**EXERCISE INSTRUCTIONS:** Copy out every record precisely.

Source data:

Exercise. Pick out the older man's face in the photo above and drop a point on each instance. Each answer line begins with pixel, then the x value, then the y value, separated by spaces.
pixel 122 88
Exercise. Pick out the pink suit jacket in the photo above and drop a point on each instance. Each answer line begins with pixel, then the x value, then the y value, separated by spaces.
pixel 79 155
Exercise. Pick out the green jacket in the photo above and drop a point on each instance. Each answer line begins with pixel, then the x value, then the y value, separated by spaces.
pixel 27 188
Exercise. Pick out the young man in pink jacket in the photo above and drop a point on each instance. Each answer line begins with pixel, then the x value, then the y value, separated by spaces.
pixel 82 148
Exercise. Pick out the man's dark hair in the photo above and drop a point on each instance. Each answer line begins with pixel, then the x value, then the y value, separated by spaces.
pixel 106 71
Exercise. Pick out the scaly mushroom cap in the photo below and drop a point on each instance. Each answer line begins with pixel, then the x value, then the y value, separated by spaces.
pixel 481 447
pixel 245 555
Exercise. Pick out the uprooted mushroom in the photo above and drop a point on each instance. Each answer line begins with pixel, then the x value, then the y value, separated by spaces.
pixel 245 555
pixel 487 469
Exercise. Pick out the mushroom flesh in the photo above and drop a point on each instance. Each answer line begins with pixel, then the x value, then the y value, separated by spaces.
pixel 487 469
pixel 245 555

**COMPLETED EXERCISE:**
Exercise. Pick out the older man's face in the photo above and drop a point on each instance. Each answer line begins with pixel, then the x value, then the y value, separated by spaces.
pixel 122 88
Exercise. Pick out the pink suit jacket in the photo above and drop a point on each instance. Each answer line begins with pixel, then the x value, then the y value, separated by spaces.
pixel 79 155
Exercise. Pick out the green jacket in the photo above and drop a point on each instance. Each answer line begins with pixel, then the x value, then the y value, separated by spaces.
pixel 27 188
Exercise. Pick out the young man in pink jacket in the photo above and drop a point on each instance. Each answer line begins with pixel, then the x value, then the y value, separated by spaces.
pixel 82 148
Exercise. Pick out the man's dark hair in the photo above and drop a point on each instance. Each answer line begins with pixel, then the x value, then the y value, separated by spaces.
pixel 106 71
Exercise. Pick out the scaly mushroom cap in the photo below and drop a point on each instance. Each answer line begins with pixel, then the x value, then the y value, separated by spaces.
pixel 481 447
pixel 245 555
Exercise. Pick out the uprooted mushroom in the photo above and drop a point on each instance. Each answer line begins with pixel, then the x value, then the y value, separated by spaces.
pixel 245 555
pixel 487 469
Exercise. Pick out the mushroom flesh in the photo above and drop a point on each instance. Each answer line begins with pixel, then the x value, then the y value, separated by spaces.
pixel 487 469
pixel 245 555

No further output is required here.